## Supplied text
______

Making ends meet calls for creativity in colony of artists

By JOHN MARSHALL Mail Author
SEATTLE POST-INTELLIGENCER REPORTER

Port Townsend Paper, established in 1927, remains the largest employer in Jefferson County and in Port Townsend, the county seat. The pulp and paper mill, which was bought by Northwest investors almost two years ago from a German firm, employs 500 people and has just secured a new five-year union contract. The mill may be shielded from tourists entering town along state Route 20, but it remains crucial to Port Townsend's survival.

The millworkers toil at one of the few ways to earn a decent wage in Port Townsend. Other residents have to work two jobs to live in this place of wonders -- the many arts programs put on by the Centrum Foundation with its $1.8 million budget, the excellent films at the restored Rose Theater, the several fine restaurants and one gourmet dazzler (Lonny's), the beloved Jefferson County Fair, where a three-day pass costs $10 and includes parking and a beef barbecue.

Making a living here has been especially difficult for those of an artistic bent, who have long formed a sizable portion of the population.

"Almost everyone here considers themselves an artist," says Elizabeth Morgan, a 34-year-old house painter and astrologer and would-be writer. "Here, people do not ask what kind of work you do; they ask what kind of art you do. You can't live the consumptive American lifestyle here."

______

## Record set
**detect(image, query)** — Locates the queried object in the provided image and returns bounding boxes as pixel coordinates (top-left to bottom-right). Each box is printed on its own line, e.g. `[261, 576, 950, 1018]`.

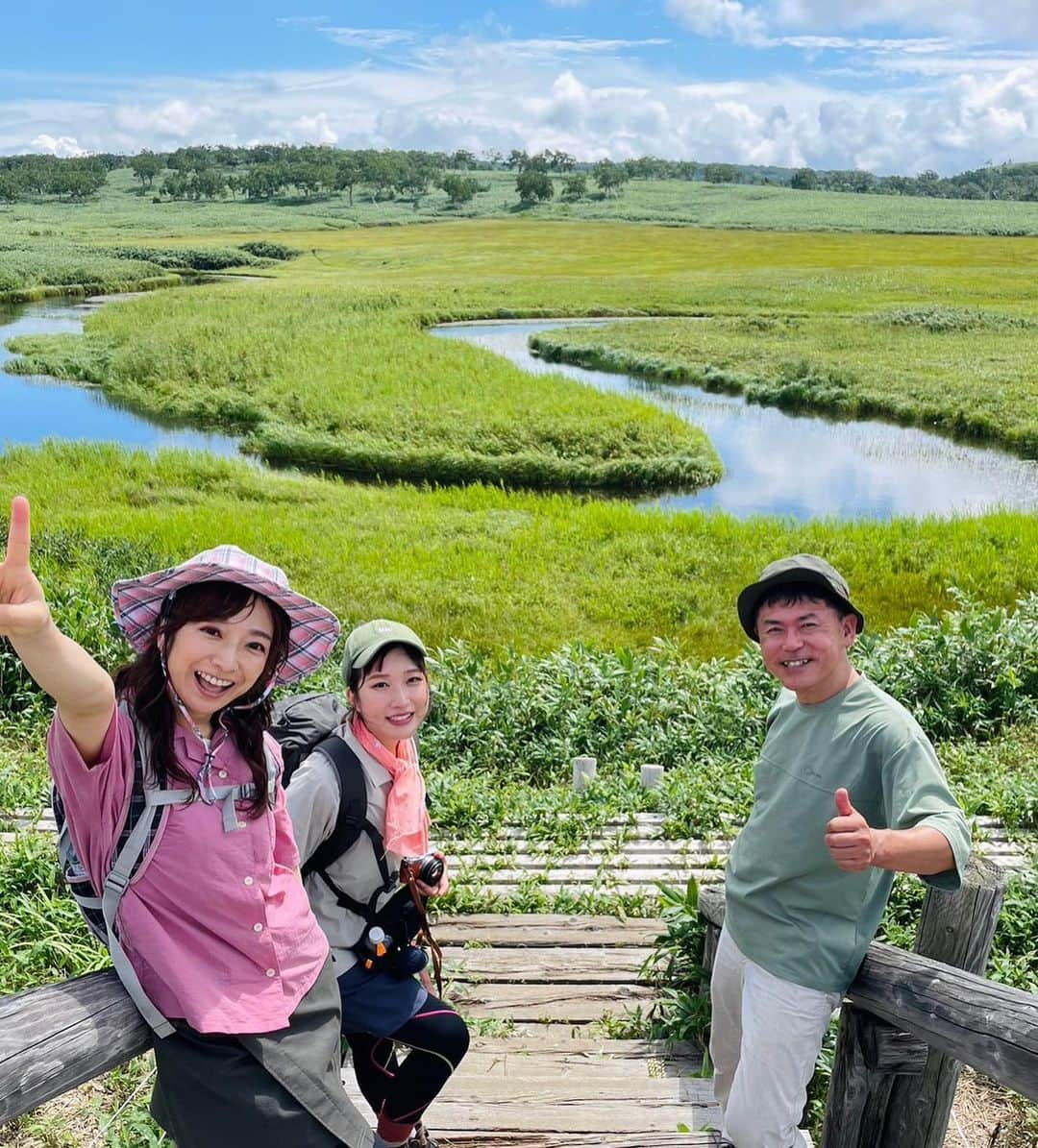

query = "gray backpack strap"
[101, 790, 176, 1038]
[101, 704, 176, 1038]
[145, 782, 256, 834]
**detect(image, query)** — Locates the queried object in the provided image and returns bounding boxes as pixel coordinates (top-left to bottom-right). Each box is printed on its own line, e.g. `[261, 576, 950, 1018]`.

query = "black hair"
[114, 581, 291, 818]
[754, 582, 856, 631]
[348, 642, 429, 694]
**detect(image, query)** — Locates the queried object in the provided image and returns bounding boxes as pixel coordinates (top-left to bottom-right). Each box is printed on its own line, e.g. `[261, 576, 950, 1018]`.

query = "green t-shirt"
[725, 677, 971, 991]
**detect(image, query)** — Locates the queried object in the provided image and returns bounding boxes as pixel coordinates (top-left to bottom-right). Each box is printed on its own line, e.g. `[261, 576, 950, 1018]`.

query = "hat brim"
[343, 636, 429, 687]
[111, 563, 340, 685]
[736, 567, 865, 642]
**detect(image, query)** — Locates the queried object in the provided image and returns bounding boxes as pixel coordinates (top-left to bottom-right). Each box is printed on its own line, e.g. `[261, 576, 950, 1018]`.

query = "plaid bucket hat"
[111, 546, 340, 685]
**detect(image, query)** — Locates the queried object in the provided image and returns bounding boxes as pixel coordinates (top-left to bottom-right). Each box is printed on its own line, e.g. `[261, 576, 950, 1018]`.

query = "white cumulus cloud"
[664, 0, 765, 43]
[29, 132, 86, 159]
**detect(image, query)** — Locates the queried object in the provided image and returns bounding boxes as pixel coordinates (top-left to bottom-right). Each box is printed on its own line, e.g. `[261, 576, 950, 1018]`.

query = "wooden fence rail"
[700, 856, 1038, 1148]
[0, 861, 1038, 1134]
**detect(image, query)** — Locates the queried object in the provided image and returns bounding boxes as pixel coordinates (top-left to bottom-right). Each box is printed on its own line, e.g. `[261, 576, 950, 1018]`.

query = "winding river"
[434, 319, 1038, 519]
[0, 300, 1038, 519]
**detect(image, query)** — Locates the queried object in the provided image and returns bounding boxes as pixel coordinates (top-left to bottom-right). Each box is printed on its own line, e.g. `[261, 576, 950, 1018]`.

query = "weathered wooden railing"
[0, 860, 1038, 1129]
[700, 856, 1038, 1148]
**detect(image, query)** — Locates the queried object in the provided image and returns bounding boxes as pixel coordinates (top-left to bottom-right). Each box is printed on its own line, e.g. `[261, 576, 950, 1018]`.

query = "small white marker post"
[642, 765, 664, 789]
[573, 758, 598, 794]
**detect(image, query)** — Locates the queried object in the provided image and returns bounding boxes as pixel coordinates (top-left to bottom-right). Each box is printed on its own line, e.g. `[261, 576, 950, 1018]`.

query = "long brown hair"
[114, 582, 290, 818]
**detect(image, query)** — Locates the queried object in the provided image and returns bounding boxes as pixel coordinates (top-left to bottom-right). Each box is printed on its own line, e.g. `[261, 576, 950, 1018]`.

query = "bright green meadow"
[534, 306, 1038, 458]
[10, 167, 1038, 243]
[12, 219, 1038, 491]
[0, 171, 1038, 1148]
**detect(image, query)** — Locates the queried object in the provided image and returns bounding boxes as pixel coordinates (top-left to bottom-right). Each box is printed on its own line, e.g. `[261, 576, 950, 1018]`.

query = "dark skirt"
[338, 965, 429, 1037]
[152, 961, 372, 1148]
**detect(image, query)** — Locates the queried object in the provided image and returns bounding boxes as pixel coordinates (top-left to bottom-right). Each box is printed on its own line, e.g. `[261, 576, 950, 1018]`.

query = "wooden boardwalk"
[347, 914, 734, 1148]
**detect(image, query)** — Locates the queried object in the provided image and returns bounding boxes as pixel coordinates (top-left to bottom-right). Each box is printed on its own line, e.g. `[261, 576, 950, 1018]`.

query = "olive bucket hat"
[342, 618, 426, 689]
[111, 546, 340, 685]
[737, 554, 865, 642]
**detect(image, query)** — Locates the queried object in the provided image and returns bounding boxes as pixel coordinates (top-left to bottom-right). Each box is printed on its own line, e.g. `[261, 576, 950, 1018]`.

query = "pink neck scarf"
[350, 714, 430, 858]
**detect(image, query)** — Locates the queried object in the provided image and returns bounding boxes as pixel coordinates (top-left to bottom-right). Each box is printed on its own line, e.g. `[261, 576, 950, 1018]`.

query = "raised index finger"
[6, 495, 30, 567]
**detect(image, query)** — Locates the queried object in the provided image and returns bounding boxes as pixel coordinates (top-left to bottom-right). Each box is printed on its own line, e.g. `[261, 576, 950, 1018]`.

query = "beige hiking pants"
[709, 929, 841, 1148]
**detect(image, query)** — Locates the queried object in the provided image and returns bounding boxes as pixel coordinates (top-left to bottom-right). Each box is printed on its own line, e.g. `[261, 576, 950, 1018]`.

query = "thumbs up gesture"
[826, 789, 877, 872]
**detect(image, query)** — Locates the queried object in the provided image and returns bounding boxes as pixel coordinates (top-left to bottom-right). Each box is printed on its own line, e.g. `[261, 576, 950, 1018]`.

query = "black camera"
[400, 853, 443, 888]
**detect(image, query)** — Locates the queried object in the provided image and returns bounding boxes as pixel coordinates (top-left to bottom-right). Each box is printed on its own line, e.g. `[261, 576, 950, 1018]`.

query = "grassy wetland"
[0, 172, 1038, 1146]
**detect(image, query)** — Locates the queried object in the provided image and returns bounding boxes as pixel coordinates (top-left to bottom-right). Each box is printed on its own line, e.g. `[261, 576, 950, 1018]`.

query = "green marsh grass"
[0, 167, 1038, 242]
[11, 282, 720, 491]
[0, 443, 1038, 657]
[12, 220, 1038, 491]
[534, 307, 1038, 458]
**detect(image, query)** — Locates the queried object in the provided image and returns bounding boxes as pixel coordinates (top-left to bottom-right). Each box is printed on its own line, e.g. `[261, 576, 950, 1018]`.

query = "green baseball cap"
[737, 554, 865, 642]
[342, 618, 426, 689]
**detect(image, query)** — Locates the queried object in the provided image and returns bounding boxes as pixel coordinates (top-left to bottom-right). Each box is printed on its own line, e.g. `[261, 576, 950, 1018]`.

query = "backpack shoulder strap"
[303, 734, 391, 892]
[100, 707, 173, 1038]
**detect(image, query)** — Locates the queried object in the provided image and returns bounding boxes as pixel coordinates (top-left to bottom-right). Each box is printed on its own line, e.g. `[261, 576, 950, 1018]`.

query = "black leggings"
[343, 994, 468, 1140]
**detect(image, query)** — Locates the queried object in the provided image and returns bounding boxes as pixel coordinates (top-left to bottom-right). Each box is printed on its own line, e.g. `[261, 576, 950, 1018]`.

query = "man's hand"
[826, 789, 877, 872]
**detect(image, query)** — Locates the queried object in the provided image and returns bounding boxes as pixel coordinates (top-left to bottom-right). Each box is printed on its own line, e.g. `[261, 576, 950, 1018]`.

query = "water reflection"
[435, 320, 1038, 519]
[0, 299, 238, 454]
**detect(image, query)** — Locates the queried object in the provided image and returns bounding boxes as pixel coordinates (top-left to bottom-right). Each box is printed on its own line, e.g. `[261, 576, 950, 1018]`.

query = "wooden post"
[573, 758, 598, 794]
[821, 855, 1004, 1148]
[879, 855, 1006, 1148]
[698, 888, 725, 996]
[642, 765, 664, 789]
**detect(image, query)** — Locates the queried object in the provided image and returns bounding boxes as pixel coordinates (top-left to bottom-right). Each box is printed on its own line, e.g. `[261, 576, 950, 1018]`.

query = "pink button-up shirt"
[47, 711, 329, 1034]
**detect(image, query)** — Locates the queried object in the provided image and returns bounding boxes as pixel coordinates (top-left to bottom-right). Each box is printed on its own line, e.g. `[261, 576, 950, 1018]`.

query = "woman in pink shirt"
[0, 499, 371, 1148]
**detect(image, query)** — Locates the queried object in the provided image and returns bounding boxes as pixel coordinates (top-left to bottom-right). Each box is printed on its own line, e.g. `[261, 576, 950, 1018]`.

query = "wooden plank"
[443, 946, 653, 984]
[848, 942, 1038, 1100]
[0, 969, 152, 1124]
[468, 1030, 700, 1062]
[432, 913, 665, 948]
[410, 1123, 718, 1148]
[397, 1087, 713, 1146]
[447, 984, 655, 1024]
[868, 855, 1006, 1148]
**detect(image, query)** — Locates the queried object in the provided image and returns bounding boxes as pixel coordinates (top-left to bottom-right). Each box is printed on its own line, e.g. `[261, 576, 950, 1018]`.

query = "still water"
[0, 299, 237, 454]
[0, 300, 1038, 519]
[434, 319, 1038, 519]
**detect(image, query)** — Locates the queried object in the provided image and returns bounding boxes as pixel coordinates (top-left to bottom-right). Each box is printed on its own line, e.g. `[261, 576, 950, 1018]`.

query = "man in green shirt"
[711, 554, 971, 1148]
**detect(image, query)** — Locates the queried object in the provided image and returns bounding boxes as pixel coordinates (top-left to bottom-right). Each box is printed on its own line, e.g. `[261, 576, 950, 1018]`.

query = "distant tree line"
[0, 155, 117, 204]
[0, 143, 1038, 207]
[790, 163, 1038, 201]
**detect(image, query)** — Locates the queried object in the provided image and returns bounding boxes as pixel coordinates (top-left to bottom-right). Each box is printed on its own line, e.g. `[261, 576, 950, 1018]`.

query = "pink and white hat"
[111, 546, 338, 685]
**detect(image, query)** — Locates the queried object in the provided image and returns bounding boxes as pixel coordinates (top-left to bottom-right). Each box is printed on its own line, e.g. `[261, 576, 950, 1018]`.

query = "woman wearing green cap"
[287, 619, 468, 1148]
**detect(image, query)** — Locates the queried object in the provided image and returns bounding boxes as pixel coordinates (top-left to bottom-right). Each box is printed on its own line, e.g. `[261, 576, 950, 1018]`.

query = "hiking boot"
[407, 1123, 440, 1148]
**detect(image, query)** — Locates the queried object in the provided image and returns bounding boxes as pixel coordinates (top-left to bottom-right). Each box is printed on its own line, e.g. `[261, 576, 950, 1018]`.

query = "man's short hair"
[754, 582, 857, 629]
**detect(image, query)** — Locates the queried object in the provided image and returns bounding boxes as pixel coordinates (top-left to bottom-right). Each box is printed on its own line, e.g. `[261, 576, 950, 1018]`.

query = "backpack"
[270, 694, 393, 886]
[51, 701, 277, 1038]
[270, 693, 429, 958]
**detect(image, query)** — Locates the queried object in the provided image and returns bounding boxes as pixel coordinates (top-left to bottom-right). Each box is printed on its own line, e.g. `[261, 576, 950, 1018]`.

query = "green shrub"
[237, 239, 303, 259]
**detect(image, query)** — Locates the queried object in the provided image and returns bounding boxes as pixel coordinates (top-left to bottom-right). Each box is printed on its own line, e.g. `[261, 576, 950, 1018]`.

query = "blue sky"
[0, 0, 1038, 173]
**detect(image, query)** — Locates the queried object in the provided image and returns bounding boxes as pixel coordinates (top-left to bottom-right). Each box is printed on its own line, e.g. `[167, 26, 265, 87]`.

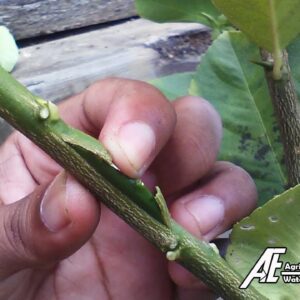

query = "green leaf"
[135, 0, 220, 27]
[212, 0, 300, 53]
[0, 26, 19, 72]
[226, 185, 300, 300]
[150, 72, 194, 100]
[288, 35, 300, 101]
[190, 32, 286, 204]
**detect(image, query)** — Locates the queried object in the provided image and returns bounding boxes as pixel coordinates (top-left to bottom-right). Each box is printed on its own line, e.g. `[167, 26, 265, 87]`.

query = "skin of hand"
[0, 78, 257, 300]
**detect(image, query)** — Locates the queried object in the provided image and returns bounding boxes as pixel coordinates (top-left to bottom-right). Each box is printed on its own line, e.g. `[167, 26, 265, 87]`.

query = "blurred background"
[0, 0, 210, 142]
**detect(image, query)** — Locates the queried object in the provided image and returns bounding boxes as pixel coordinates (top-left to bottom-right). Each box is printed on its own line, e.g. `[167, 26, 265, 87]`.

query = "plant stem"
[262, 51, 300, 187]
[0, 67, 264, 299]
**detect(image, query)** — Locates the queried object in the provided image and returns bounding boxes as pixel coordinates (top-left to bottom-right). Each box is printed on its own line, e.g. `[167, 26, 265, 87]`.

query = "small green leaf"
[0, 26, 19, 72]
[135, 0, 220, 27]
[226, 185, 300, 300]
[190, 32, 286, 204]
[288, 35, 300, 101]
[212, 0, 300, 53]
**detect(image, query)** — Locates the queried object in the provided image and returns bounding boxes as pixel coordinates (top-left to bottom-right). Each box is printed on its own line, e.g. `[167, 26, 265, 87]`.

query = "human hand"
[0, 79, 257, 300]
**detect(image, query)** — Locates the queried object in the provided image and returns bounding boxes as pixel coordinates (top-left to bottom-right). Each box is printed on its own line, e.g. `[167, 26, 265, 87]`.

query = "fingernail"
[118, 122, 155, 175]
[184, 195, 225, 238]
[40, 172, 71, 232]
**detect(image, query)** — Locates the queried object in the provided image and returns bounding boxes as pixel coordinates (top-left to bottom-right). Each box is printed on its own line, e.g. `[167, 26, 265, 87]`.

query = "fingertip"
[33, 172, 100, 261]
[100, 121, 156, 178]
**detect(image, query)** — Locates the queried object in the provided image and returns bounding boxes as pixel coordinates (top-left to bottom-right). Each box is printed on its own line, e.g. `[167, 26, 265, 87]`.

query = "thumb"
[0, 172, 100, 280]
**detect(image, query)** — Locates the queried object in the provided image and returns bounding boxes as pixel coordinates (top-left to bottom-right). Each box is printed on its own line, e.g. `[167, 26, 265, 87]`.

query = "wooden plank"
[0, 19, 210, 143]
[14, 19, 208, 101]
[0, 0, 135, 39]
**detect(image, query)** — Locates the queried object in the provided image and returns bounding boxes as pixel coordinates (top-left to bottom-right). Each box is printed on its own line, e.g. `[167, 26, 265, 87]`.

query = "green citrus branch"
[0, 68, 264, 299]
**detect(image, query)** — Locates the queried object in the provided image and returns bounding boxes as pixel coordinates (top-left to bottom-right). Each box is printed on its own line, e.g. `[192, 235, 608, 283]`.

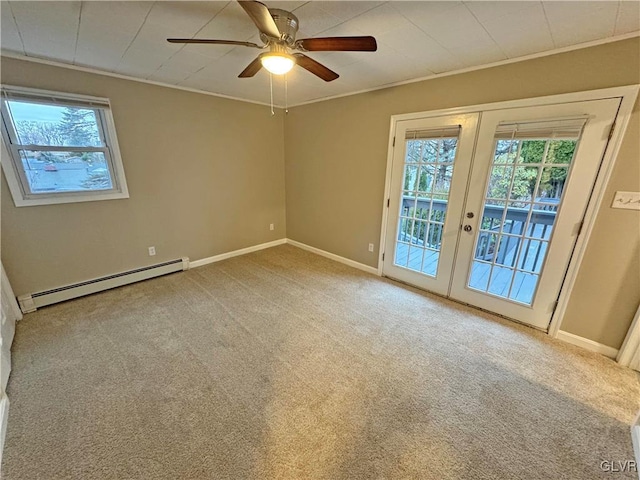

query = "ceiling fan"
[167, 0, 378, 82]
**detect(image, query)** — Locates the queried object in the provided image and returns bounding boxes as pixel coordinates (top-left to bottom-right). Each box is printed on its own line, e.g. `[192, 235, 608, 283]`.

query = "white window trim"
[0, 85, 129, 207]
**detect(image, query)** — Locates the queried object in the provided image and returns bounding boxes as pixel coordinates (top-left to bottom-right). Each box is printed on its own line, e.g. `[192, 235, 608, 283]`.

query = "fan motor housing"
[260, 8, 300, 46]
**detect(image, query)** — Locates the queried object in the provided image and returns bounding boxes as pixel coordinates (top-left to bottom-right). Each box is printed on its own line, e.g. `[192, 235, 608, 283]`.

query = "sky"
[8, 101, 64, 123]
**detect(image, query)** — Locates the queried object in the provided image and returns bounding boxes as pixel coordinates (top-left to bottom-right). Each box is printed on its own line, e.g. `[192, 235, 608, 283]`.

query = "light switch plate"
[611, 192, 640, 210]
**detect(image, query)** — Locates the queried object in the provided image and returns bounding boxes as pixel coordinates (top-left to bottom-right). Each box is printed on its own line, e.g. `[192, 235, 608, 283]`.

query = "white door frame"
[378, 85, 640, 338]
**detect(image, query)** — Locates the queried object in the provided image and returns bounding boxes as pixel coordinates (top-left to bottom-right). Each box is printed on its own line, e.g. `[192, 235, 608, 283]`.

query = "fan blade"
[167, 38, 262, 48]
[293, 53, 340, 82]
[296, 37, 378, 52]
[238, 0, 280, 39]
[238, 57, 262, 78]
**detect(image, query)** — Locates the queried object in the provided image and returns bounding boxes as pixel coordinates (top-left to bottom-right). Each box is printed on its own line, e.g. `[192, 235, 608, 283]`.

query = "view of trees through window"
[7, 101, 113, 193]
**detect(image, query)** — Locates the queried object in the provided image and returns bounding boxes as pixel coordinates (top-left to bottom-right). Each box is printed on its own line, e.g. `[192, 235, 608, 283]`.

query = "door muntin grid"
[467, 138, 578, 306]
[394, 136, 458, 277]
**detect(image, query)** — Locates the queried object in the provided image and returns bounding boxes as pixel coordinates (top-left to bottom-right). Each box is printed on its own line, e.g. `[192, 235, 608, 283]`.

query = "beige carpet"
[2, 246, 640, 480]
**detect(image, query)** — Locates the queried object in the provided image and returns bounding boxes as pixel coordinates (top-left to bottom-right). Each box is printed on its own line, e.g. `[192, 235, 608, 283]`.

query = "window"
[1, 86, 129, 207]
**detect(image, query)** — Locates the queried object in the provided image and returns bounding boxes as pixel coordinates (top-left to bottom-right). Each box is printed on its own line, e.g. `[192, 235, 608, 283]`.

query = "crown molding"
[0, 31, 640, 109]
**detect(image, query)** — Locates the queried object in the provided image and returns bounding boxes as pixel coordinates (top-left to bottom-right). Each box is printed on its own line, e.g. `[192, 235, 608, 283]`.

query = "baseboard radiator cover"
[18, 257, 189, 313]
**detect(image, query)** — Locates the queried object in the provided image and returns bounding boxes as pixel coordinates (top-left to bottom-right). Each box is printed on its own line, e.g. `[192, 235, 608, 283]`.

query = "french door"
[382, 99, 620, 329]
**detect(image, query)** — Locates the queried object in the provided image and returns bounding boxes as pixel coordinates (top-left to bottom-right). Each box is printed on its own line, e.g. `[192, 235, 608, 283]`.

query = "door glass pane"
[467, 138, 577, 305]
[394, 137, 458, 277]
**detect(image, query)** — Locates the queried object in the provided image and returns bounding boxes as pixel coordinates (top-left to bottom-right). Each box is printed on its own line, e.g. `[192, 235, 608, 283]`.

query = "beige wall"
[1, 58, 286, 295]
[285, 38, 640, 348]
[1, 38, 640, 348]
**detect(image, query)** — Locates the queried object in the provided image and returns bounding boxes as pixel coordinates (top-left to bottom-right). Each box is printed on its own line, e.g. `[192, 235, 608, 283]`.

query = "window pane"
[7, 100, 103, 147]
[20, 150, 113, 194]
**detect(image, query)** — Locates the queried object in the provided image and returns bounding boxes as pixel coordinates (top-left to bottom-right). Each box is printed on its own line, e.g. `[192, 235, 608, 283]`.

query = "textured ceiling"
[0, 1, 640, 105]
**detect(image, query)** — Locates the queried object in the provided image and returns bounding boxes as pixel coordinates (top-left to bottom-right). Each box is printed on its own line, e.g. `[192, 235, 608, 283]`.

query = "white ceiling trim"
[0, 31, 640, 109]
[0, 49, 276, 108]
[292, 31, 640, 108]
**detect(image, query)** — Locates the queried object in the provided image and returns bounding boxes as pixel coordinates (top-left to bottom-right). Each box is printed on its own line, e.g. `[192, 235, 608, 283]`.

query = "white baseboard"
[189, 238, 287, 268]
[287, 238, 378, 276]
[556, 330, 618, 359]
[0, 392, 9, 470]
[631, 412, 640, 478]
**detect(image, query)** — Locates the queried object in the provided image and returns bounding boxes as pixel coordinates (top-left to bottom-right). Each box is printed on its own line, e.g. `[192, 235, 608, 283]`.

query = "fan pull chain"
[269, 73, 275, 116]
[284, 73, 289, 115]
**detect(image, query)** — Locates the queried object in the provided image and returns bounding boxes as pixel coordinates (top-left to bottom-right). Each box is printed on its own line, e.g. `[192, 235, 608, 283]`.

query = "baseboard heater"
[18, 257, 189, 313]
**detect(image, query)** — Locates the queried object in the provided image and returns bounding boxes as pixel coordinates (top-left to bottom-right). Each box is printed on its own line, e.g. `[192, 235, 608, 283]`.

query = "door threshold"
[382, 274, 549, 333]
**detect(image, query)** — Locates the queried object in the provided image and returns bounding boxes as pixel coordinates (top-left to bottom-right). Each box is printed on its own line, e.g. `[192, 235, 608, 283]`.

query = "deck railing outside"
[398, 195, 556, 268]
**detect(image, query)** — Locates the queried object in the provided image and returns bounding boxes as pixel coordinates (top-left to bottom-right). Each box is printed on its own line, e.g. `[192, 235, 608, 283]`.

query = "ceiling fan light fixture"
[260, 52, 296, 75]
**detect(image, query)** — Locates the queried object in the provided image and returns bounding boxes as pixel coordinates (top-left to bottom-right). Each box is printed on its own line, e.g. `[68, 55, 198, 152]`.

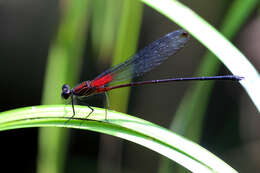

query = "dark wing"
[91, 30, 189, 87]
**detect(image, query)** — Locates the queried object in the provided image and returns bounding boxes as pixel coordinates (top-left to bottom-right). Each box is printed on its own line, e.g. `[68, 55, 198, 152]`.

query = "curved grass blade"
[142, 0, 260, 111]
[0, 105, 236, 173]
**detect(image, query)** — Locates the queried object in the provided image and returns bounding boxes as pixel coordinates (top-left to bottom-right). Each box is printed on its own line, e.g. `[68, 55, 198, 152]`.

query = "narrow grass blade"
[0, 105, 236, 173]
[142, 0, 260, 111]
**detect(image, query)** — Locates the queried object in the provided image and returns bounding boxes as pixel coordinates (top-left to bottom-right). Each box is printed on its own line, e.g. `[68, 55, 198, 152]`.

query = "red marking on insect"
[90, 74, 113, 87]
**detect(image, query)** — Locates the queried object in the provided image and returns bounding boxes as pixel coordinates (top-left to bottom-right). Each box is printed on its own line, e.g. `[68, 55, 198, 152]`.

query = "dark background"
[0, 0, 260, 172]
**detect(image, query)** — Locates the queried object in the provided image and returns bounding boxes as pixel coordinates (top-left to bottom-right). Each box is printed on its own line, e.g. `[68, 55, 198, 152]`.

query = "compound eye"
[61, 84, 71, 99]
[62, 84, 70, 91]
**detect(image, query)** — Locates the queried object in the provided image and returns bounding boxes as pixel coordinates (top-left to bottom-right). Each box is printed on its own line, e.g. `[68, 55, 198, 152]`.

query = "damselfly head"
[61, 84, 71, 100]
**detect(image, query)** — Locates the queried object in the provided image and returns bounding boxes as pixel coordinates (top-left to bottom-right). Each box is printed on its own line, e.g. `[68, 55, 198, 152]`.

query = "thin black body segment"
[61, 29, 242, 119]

______

## To-do list
1. From the article on Port Townsend artists, output the passage from "Port Townsend Paper, established" up to and including "Port Townsend's survival.", copied word for word.
2. Answer these from the Port Townsend article:
(a) In what year was Port Townsend Paper established?
(b) What does a three-day pass to the Jefferson County Fair cost?
(c) How old is Elizabeth Morgan?
3. Write the next part of the article on Port Townsend artists, picking up after its last sentence.

## Answers given
1.
Port Townsend Paper, established in 1927, remains the largest employer in Jefferson County and in Port Townsend, the county seat. The pulp and paper mill, which was bought by Northwest investors almost two years ago from a German firm, employs 500 people and has just secured a new five-year union contract. The mill may be shielded from tourists entering town along state Route 20, but it remains crucial to Port Townsend's survival.

2.
(a) 1927
(b) $10
(c) 34

3.
Morgan says that people here can get by on as little as $600 to $800 a month. And she offers the example of Naked Lady Parties, a gathering where Port Townsend women collect clothes they no longer wear, stack them on the floor at someone's house and then try on various pieces of clothing before leaving with an entirely new, yet recycled wardrobe.

Sue Ohlson, 36, has found ways to make ends meet. She works half-time as a bus driver at Jefferson Transit ("I never ever dreamed I'd be a bus driver") and the rest roasting coffee at Sunrise Coffee Co., a small operation that she is in the process of buying, joining many other women who own small businesses in town.

Katie Novello, a 42-year-old accountant, is also a two-job worker, splitting her time between two nationally known non-profits here -- Copper Canyon Press, the country's leading publisher of poetry, and the Abundant Life Seed Foundation, dedicated to promoting plant diversity through the distribution of heirloom seeds.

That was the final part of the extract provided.